# Task input
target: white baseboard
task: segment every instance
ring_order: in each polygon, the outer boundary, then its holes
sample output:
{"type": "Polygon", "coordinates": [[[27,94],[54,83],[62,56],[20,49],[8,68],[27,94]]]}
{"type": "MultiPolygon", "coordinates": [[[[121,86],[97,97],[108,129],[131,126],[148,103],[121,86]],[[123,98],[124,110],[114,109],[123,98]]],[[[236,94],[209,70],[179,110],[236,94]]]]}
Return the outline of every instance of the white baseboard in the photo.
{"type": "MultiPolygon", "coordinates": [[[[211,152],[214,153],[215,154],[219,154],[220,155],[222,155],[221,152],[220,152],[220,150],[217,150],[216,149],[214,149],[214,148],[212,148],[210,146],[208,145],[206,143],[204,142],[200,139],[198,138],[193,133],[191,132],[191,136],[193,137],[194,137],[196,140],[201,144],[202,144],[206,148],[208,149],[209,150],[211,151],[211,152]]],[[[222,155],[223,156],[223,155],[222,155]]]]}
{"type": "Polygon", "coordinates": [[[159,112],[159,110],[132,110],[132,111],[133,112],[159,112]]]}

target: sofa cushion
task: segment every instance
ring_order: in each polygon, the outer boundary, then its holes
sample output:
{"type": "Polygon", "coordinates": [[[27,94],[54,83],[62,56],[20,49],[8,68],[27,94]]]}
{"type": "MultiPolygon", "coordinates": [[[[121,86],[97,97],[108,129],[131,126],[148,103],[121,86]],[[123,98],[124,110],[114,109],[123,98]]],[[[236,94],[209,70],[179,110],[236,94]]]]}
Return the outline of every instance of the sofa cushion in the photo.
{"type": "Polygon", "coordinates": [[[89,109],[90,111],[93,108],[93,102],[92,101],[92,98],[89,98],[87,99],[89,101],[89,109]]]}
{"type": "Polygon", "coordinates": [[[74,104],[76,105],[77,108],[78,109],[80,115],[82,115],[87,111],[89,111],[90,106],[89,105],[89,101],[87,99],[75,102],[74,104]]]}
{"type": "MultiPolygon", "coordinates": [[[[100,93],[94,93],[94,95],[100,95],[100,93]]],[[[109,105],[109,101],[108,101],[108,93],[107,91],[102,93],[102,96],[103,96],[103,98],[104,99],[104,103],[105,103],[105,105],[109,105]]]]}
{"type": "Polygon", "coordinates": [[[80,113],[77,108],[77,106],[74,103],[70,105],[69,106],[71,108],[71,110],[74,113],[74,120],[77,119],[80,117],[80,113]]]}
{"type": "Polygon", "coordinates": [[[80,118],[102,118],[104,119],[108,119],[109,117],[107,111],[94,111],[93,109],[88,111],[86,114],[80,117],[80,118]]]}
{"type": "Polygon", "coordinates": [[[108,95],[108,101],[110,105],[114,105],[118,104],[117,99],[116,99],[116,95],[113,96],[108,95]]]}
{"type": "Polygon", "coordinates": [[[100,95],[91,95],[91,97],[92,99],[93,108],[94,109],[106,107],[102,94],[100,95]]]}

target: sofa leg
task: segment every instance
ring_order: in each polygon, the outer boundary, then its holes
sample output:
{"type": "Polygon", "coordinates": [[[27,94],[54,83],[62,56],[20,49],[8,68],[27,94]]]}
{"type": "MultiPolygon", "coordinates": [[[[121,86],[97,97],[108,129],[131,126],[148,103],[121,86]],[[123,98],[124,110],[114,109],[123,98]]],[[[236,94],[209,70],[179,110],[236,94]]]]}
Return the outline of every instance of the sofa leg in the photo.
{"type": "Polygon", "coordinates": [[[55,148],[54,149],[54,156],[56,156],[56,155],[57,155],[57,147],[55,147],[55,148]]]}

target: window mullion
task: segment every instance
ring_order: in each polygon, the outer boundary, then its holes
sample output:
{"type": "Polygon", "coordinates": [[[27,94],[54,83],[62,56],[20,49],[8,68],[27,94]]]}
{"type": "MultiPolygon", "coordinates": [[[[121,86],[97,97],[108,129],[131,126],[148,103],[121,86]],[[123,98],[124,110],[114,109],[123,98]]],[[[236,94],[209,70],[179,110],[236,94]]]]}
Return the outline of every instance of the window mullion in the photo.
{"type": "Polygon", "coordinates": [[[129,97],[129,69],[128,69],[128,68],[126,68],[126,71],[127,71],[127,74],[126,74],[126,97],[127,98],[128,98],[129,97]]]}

# Objective
Will you quote verbatim the part of the rows that runs from the very first line through the line containing "Return the outline of every instance of the white", with both of those lines included?

# Reply to the exercise
target: white baseboard
task: segment every instance
ring_order: in each polygon, the outer boundary, then its holes
sample output:
{"type": "Polygon", "coordinates": [[[27,94],[54,83],[62,56],[20,49],[8,68],[27,94]]]}
{"type": "MultiPolygon", "coordinates": [[[[121,86],[97,97],[108,129],[131,126],[148,103],[121,86]],[[123,98],[124,110],[114,109],[123,98]]],[[[236,94],[209,70],[179,110],[236,94]]]]}
Return the outline of every instance of the white baseboard in the photo.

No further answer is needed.